WHAT YOU SHOULD DO => Please say how many lines in the records below contain the word "then". Give the number and nothing more.

╭─ RAW DATA

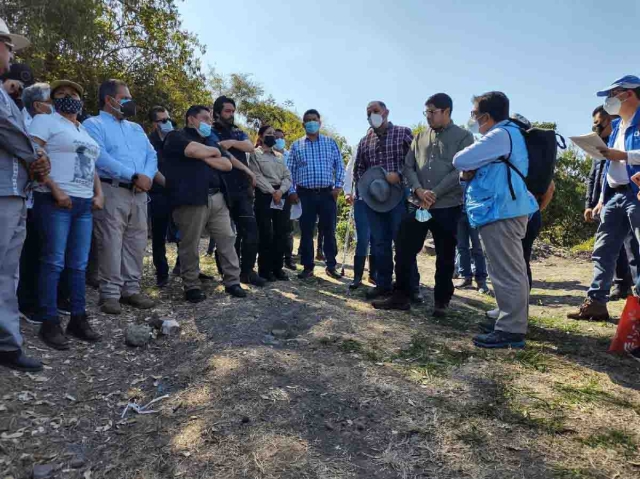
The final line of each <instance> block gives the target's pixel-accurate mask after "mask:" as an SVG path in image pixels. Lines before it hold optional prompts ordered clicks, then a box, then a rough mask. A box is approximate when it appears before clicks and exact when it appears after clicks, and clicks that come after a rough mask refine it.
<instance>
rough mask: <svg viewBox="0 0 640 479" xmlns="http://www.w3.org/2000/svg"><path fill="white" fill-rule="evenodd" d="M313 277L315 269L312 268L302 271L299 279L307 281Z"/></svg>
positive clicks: (313, 275) (298, 276)
mask: <svg viewBox="0 0 640 479" xmlns="http://www.w3.org/2000/svg"><path fill="white" fill-rule="evenodd" d="M313 276H314V274H313V268H310V269H307V268H305V269H304V270H302V272H301V273H299V274H298V279H307V278H311V277H313Z"/></svg>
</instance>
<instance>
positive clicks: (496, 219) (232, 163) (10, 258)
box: [0, 20, 640, 371]
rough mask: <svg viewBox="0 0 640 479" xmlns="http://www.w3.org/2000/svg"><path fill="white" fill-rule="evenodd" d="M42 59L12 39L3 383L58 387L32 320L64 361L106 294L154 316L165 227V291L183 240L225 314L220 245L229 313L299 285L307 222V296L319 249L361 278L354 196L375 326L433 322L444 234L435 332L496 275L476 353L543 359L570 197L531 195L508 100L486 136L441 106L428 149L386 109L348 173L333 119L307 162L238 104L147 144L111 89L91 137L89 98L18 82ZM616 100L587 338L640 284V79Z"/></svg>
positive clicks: (7, 190) (112, 305) (608, 159)
mask: <svg viewBox="0 0 640 479" xmlns="http://www.w3.org/2000/svg"><path fill="white" fill-rule="evenodd" d="M28 45H29V42H28V40H27V39H26V38H24V37H22V36H19V35H15V34H12V33H10V32H9V30H8V28H7V26H6V24H5V23H4V22H3V21H1V20H0V75H1V76H0V78H1V79H2V82H3V83H2V87H0V224H1V228H0V364H2V365H5V366H9V367H12V368H16V369H21V370H27V371H37V370H40V369H41V368H42V365H41V363H40V362H39V361H38V360H36V359H33V358H30V357H28V356H27V355H25V354H24V352H23V350H22V337H21V334H20V321H19V317H20V315H22V316H23V317H24V318H25V319H26V320H28V321H30V322H34V323H37V324H39V325H40V330H39V336H40V338H41V339H42V340H43V341H44V342H45V343H46V344H47V345H49V346H50V347H53V348H55V349H59V350H65V349H68V348H69V347H70V346H71V343H70V341H69V336H74V337H76V338H78V339H81V340H85V341H98V340H99V339H100V336H99V335H98V334H97V332H96V331H95V330H94V328H93V327H92V325H91V321H90V320H89V316H88V314H87V308H86V302H85V296H86V289H85V285H86V284H89V285H91V286H94V287H96V288H97V289H98V290H99V306H100V309H101V311H102V312H103V313H105V314H112V315H116V314H120V313H121V311H122V305H123V304H125V305H129V306H132V307H134V308H139V309H150V308H152V307H154V305H155V302H154V301H153V300H152V299H151V298H149V297H148V296H147V295H145V294H144V293H143V292H142V289H141V286H140V281H141V278H142V269H143V257H144V254H145V248H146V245H147V240H148V231H147V228H148V219H149V218H150V219H151V237H152V248H153V263H154V267H155V271H156V282H157V285H158V287H163V286H165V285H166V284H167V283H168V281H169V271H170V266H169V264H168V261H167V258H166V243H167V241H168V239H169V237H171V238H172V240H174V241H175V242H176V243H177V245H178V260H177V262H176V265H175V267H174V268H173V270H174V273H176V274H179V275H180V277H181V279H182V284H183V288H184V295H185V300H187V301H190V302H193V303H198V302H200V301H203V300H204V299H206V296H205V293H204V291H203V287H202V282H203V281H208V280H210V279H211V277H210V276H208V275H205V274H203V273H202V271H201V270H200V242H201V237H202V235H203V233H206V234H207V235H208V236H209V237H210V246H209V253H213V251H214V250H215V257H216V264H217V266H218V269H219V271H220V274H221V276H222V281H223V284H224V286H225V290H226V292H227V293H228V294H230V295H232V296H234V297H238V298H244V297H246V296H247V290H246V289H244V288H243V287H242V286H241V284H250V285H254V286H257V287H261V286H264V285H265V284H267V283H268V282H273V281H287V280H289V277H288V275H287V273H285V271H284V268H285V266H286V267H288V268H290V269H295V264H294V262H293V255H292V248H293V241H292V224H291V219H292V210H294V209H296V210H298V214H297V215H296V216H299V219H298V222H299V228H300V247H299V255H300V260H301V263H302V266H303V269H302V271H301V272H300V273H299V274H298V278H300V279H302V280H304V279H307V278H310V277H312V276H313V275H314V268H315V262H316V258H317V256H318V254H320V252H317V253H316V254H315V255H314V239H315V236H316V231H317V232H318V238H322V248H321V249H322V251H321V255H322V257H323V259H324V261H325V267H326V270H325V271H326V274H327V275H328V276H329V277H331V278H334V279H339V278H341V274H340V273H339V272H338V270H337V261H336V256H337V249H338V248H337V243H336V222H337V212H338V210H337V200H338V197H339V195H341V194H342V193H343V189H344V193H345V196H346V200H347V202H348V203H349V204H350V205H352V207H353V214H354V219H355V225H356V231H357V239H358V241H357V246H356V250H355V257H354V278H353V282H352V283H351V284H350V288H352V289H356V288H358V287H360V286H361V284H362V281H363V276H364V269H365V264H366V262H367V257H368V260H369V279H370V280H371V281H372V282H373V283H374V284H375V287H373V288H372V289H370V290H369V291H368V292H367V293H366V297H367V299H369V300H372V305H373V307H374V308H377V309H399V310H407V309H409V308H410V307H411V304H412V303H420V302H422V301H423V297H422V295H421V293H420V287H419V285H420V275H419V271H418V265H417V261H416V258H417V255H418V253H419V252H420V251H421V250H422V248H423V245H424V242H425V239H426V236H427V234H428V233H429V232H430V233H431V234H432V236H433V240H434V243H435V250H436V272H435V285H434V293H433V294H434V298H433V300H434V301H433V302H434V309H433V315H434V316H436V317H443V316H446V314H447V311H448V309H449V305H450V302H451V299H452V297H453V294H454V290H455V287H456V286H457V287H468V286H470V285H471V284H472V278H473V274H474V273H473V271H474V270H473V269H472V266H471V263H472V260H473V263H474V265H475V279H476V286H477V288H478V289H479V290H480V291H482V292H487V291H488V288H487V283H486V280H487V275H489V276H490V278H491V282H492V285H493V289H494V291H495V296H496V300H497V303H498V308H497V309H496V310H494V311H490V312H489V313H488V316H489V318H490V320H491V321H489V322H487V323H486V324H484V325H483V330H484V331H483V334H480V335H478V336H476V337H475V338H474V343H475V344H476V345H477V346H479V347H485V348H504V347H514V348H518V347H523V346H524V344H525V335H526V332H527V323H528V304H529V291H530V288H531V284H532V280H531V269H530V267H529V262H530V257H531V249H532V245H533V241H534V240H535V238H536V236H537V234H538V233H539V231H540V227H541V217H540V211H541V210H542V209H544V208H545V207H546V206H547V205H548V204H549V202H550V201H551V198H552V196H553V190H554V184H553V182H551V183H550V185H549V187H548V189H547V191H546V192H544V193H542V194H538V195H537V196H534V195H533V194H532V193H531V192H530V191H529V190H528V187H527V183H526V177H527V175H528V172H529V171H530V170H531V169H535V168H536V165H535V164H529V158H530V154H529V151H528V145H527V143H526V141H525V136H524V133H523V132H525V131H526V130H527V129H529V128H530V127H531V125H530V124H528V122H527V120H526V119H524V118H523V117H520V116H517V115H511V114H510V108H509V99H508V98H507V96H506V95H505V94H504V93H501V92H495V91H494V92H488V93H485V94H482V95H479V96H476V97H474V98H473V109H472V111H471V119H470V120H469V123H468V126H467V128H462V127H459V126H457V125H455V124H454V122H453V121H452V112H453V102H452V100H451V98H450V97H449V96H448V95H447V94H445V93H438V94H435V95H432V96H431V97H430V98H429V99H428V100H427V101H426V103H425V111H424V115H425V117H426V119H427V123H428V126H427V127H426V128H425V129H424V130H423V131H421V132H420V133H418V134H417V135H416V136H415V138H414V136H413V134H412V131H411V129H409V128H407V127H403V126H398V125H394V124H393V123H391V122H390V121H389V109H388V108H387V106H386V105H385V103H384V102H383V101H372V102H370V103H369V104H368V105H367V107H366V115H367V119H368V122H369V126H370V128H369V129H368V130H367V133H366V135H365V136H364V137H363V138H362V140H361V141H360V142H359V144H358V148H357V152H356V155H355V156H353V158H352V159H351V161H350V162H349V165H348V166H347V168H346V169H345V166H344V162H343V157H342V153H341V151H340V148H339V146H338V144H337V143H336V141H335V140H334V139H332V138H331V137H329V136H327V135H324V134H323V133H322V130H321V128H322V118H321V115H320V113H319V112H318V111H317V110H315V109H310V110H307V111H306V112H305V113H304V115H303V117H302V123H303V127H304V130H305V136H303V137H302V138H300V139H297V140H296V141H293V142H292V143H291V144H290V146H289V148H288V149H287V142H286V138H285V135H284V132H283V131H282V130H278V129H275V128H274V127H273V126H271V125H263V126H262V127H261V128H260V130H259V131H258V138H257V142H255V144H254V142H252V141H251V140H250V139H249V136H248V135H247V134H246V133H245V132H244V131H243V130H242V128H240V127H239V126H238V125H237V124H236V122H235V113H236V103H235V101H234V100H233V99H232V98H228V97H225V96H221V97H219V98H217V99H216V100H215V102H213V105H211V106H209V105H193V106H191V107H190V108H189V109H188V110H187V111H186V112H185V116H184V127H183V128H181V129H178V128H177V122H176V121H175V120H174V119H173V118H172V116H171V112H170V111H169V110H168V109H167V108H165V107H163V106H156V107H153V108H152V109H151V110H150V111H149V113H148V114H149V121H150V122H151V124H152V129H151V132H150V134H147V133H146V132H145V131H144V129H143V128H142V126H140V125H139V124H137V123H135V122H133V121H130V119H131V118H132V117H134V116H135V115H136V111H137V109H136V102H135V99H134V98H133V97H132V95H131V92H130V91H129V88H128V86H127V85H126V84H125V83H124V82H122V81H120V80H107V81H105V82H103V83H102V84H101V85H100V88H99V92H98V97H99V98H98V100H99V105H100V112H99V114H98V115H97V116H93V117H86V113H85V112H84V111H83V100H82V98H83V95H84V89H83V87H82V85H79V84H77V83H75V82H73V81H69V80H57V81H54V82H52V83H51V84H47V83H35V82H34V81H33V78H32V75H31V72H30V70H29V69H28V67H27V66H25V65H20V64H15V63H14V64H12V62H11V60H12V57H13V52H14V51H18V50H20V49H21V48H25V47H27V46H28ZM598 94H599V95H601V96H606V97H607V100H606V103H605V106H604V108H603V109H598V110H596V111H595V112H594V131H597V132H598V133H599V134H600V136H601V137H603V138H607V137H609V148H603V151H602V154H603V155H604V157H605V158H606V159H607V160H606V161H605V160H603V161H602V162H600V163H597V164H596V162H594V168H593V174H592V181H591V182H590V195H589V199H588V204H587V206H588V207H587V210H586V211H585V219H587V220H592V219H593V218H594V217H596V216H597V215H598V214H600V215H601V218H602V219H601V223H600V226H599V229H598V233H597V240H596V247H595V251H594V263H595V277H594V282H593V284H592V287H591V289H590V290H589V293H588V296H589V297H588V299H587V300H585V303H584V305H583V307H582V308H581V309H580V311H579V313H578V314H575V315H571V317H574V318H576V319H604V318H605V317H607V316H608V315H607V313H606V302H607V300H608V299H609V288H610V287H611V282H612V278H613V276H614V273H617V275H618V280H617V283H616V284H617V285H618V288H620V292H619V293H618V294H619V295H620V296H623V295H625V294H626V292H627V290H628V289H629V288H630V287H631V284H632V283H637V256H638V255H639V254H640V251H639V250H638V243H637V240H638V239H639V237H640V216H639V215H640V209H636V206H637V204H638V201H639V199H638V197H637V195H638V187H637V186H636V181H638V180H637V179H636V177H635V176H634V175H635V174H636V173H637V172H638V171H640V169H638V168H639V167H638V166H634V165H639V166H640V153H638V151H637V150H639V149H640V139H639V138H640V132H638V128H639V126H638V123H639V122H640V109H639V107H640V79H638V78H637V77H633V76H628V77H625V78H623V79H621V80H619V81H617V82H615V83H614V84H613V85H612V86H611V87H609V88H608V89H606V90H603V91H602V92H599V93H598ZM610 115H619V118H618V119H616V120H614V121H612V120H611V117H610ZM474 133H475V134H476V136H478V138H474ZM512 170H513V171H515V172H517V173H518V174H515V173H514V174H512ZM638 176H640V175H638ZM638 182H639V183H640V181H638ZM596 200H597V201H596ZM25 237H26V240H25ZM469 242H471V247H469ZM623 243H624V247H623ZM485 255H486V258H487V260H488V261H487V265H488V272H487V265H485ZM456 264H458V267H456ZM616 264H617V267H616ZM256 265H257V270H256ZM456 270H457V271H456ZM394 272H395V281H394ZM456 274H458V275H459V277H460V279H459V281H458V283H457V284H454V282H453V279H454V276H455V275H456ZM64 312H66V313H68V315H69V316H70V319H69V322H68V324H67V327H66V333H65V331H64V330H63V328H62V322H61V320H60V314H61V313H64Z"/></svg>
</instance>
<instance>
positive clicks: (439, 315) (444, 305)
mask: <svg viewBox="0 0 640 479" xmlns="http://www.w3.org/2000/svg"><path fill="white" fill-rule="evenodd" d="M448 309H449V303H442V302H440V301H436V302H435V305H434V306H433V313H432V316H433V317H434V318H444V317H445V316H446V315H447V310H448Z"/></svg>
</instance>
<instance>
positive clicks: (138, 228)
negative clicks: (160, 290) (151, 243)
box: [93, 183, 147, 300]
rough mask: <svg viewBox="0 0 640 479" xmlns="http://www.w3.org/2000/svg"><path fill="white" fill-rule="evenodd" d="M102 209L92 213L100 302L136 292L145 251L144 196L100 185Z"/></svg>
mask: <svg viewBox="0 0 640 479" xmlns="http://www.w3.org/2000/svg"><path fill="white" fill-rule="evenodd" d="M102 191H103V193H104V209H103V210H101V211H94V213H93V224H94V226H93V234H94V240H95V241H94V243H93V246H95V248H94V252H93V253H95V255H96V256H97V260H98V277H99V281H100V299H101V300H105V299H119V298H120V296H121V295H122V296H131V295H133V294H137V293H139V292H140V279H141V278H142V261H143V259H144V252H145V248H146V247H147V194H146V193H134V192H133V191H132V190H128V189H126V188H120V187H114V186H113V185H109V184H107V183H102Z"/></svg>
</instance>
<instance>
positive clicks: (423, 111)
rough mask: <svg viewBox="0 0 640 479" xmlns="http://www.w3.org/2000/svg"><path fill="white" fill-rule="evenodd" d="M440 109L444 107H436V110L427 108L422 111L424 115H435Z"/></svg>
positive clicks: (442, 110)
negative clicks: (436, 107) (429, 109)
mask: <svg viewBox="0 0 640 479" xmlns="http://www.w3.org/2000/svg"><path fill="white" fill-rule="evenodd" d="M439 111H444V110H443V109H442V108H436V109H435V110H425V111H423V112H422V114H423V115H424V116H429V115H435V114H436V113H437V112H439Z"/></svg>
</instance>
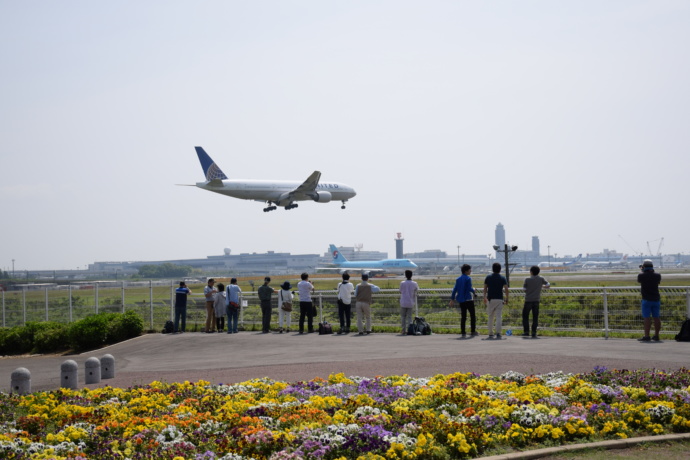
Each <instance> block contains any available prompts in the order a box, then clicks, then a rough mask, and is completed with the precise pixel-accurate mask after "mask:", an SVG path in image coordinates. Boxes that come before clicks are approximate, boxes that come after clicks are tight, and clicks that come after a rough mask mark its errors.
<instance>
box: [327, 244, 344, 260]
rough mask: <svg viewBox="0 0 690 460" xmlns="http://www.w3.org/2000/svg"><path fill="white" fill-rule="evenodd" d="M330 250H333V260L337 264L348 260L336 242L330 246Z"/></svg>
mask: <svg viewBox="0 0 690 460" xmlns="http://www.w3.org/2000/svg"><path fill="white" fill-rule="evenodd" d="M329 250H330V251H331V256H333V262H334V263H336V264H339V263H343V262H347V259H346V258H345V256H343V255H342V254H341V253H340V251H339V250H338V248H337V247H336V246H335V244H331V245H330V246H329Z"/></svg>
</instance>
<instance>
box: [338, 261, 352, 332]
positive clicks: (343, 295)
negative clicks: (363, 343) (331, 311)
mask: <svg viewBox="0 0 690 460" xmlns="http://www.w3.org/2000/svg"><path fill="white" fill-rule="evenodd" d="M337 290H338V319H339V320H340V330H338V335H341V334H349V333H350V321H351V320H352V294H354V292H355V287H354V286H353V285H352V283H350V274H349V273H347V272H345V273H343V281H342V282H340V283H338V288H337Z"/></svg>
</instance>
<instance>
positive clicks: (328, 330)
mask: <svg viewBox="0 0 690 460" xmlns="http://www.w3.org/2000/svg"><path fill="white" fill-rule="evenodd" d="M326 334H333V327H332V326H331V325H330V324H328V321H324V322H323V323H319V335H326Z"/></svg>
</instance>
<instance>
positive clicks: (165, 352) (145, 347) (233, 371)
mask: <svg viewBox="0 0 690 460" xmlns="http://www.w3.org/2000/svg"><path fill="white" fill-rule="evenodd" d="M106 353H108V354H111V355H112V356H113V357H114V358H115V378H114V379H108V380H102V381H101V383H99V384H90V385H82V386H87V387H89V388H97V387H102V386H106V385H108V386H114V387H125V388H126V387H129V386H132V385H139V384H142V385H143V384H148V383H150V382H152V381H154V380H159V381H164V382H178V381H185V380H189V381H192V382H195V381H198V380H207V381H210V382H211V383H237V382H242V381H245V380H249V379H251V378H257V377H270V378H272V379H276V380H285V381H298V380H310V379H312V378H314V377H324V378H325V377H327V376H328V375H329V374H330V373H338V372H343V373H344V374H345V375H359V376H370V377H373V376H376V375H391V374H409V375H411V376H415V377H426V376H431V375H434V374H438V373H443V374H448V373H452V372H477V373H479V374H486V373H489V374H494V375H497V374H500V373H503V372H505V371H508V370H514V371H518V372H522V373H526V374H532V373H535V374H536V373H546V372H553V371H559V370H562V371H564V372H588V371H591V370H592V369H593V368H594V367H595V366H605V367H608V368H610V369H614V368H615V369H646V368H657V369H664V370H671V369H677V368H680V367H688V366H690V344H688V343H678V342H675V341H662V342H658V343H654V342H652V343H640V342H638V341H637V340H632V339H608V340H605V339H603V338H579V337H568V338H560V337H558V338H557V337H540V338H537V339H532V338H522V337H516V336H512V337H507V338H506V337H505V336H504V338H503V340H487V339H486V336H479V337H472V338H467V339H462V338H460V337H459V336H458V335H444V334H434V335H431V336H402V335H394V334H371V335H369V336H357V335H354V334H350V335H345V336H339V335H329V336H319V335H318V334H305V335H297V334H296V333H289V334H277V333H271V334H261V333H256V332H240V333H239V334H233V335H228V334H203V333H185V334H172V335H164V334H148V335H144V336H141V337H138V338H136V339H132V340H129V341H127V342H123V343H119V344H117V345H113V346H110V347H107V348H104V349H101V350H96V351H92V352H88V353H84V354H81V355H67V356H54V355H51V356H32V357H7V358H0V390H2V391H9V390H10V383H11V374H12V371H13V370H15V369H17V368H19V367H25V368H27V369H29V371H30V372H31V389H32V391H41V390H52V389H57V388H59V387H60V366H61V364H62V363H63V362H64V361H65V360H67V359H72V360H74V361H76V362H77V364H78V365H79V381H80V382H84V369H85V368H84V363H85V362H86V360H87V359H88V358H90V357H92V356H95V357H98V358H100V357H102V356H103V355H104V354H106Z"/></svg>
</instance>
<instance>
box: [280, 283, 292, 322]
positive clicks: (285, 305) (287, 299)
mask: <svg viewBox="0 0 690 460" xmlns="http://www.w3.org/2000/svg"><path fill="white" fill-rule="evenodd" d="M290 289H292V286H291V285H290V282H289V281H286V282H284V283H283V284H282V285H281V286H280V291H278V327H279V328H280V329H278V332H280V333H281V334H282V333H283V331H284V332H290V320H291V319H292V298H293V295H292V292H290ZM283 326H285V327H283Z"/></svg>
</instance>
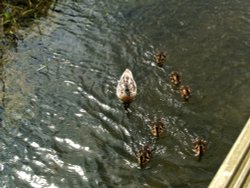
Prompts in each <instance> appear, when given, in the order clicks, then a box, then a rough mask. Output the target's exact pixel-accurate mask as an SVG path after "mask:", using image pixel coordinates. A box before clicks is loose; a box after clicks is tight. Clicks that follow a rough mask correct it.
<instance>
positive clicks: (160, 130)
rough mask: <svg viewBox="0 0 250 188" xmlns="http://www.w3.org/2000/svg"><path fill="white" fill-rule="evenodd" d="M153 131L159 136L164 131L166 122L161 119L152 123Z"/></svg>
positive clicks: (155, 135)
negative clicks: (161, 120)
mask: <svg viewBox="0 0 250 188" xmlns="http://www.w3.org/2000/svg"><path fill="white" fill-rule="evenodd" d="M150 126H151V133H152V135H153V136H155V137H159V136H160V135H161V134H162V133H163V132H164V124H163V123H162V122H161V121H156V122H153V123H151V125H150Z"/></svg>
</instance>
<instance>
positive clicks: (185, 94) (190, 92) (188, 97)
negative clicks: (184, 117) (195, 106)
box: [180, 86, 191, 101]
mask: <svg viewBox="0 0 250 188" xmlns="http://www.w3.org/2000/svg"><path fill="white" fill-rule="evenodd" d="M180 94H181V97H182V98H183V99H184V100H185V101H188V99H189V98H190V96H191V89H190V87H188V86H181V87H180Z"/></svg>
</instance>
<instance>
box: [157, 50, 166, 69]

╰─

RESPONSE FOR THIS EXERCISE => 3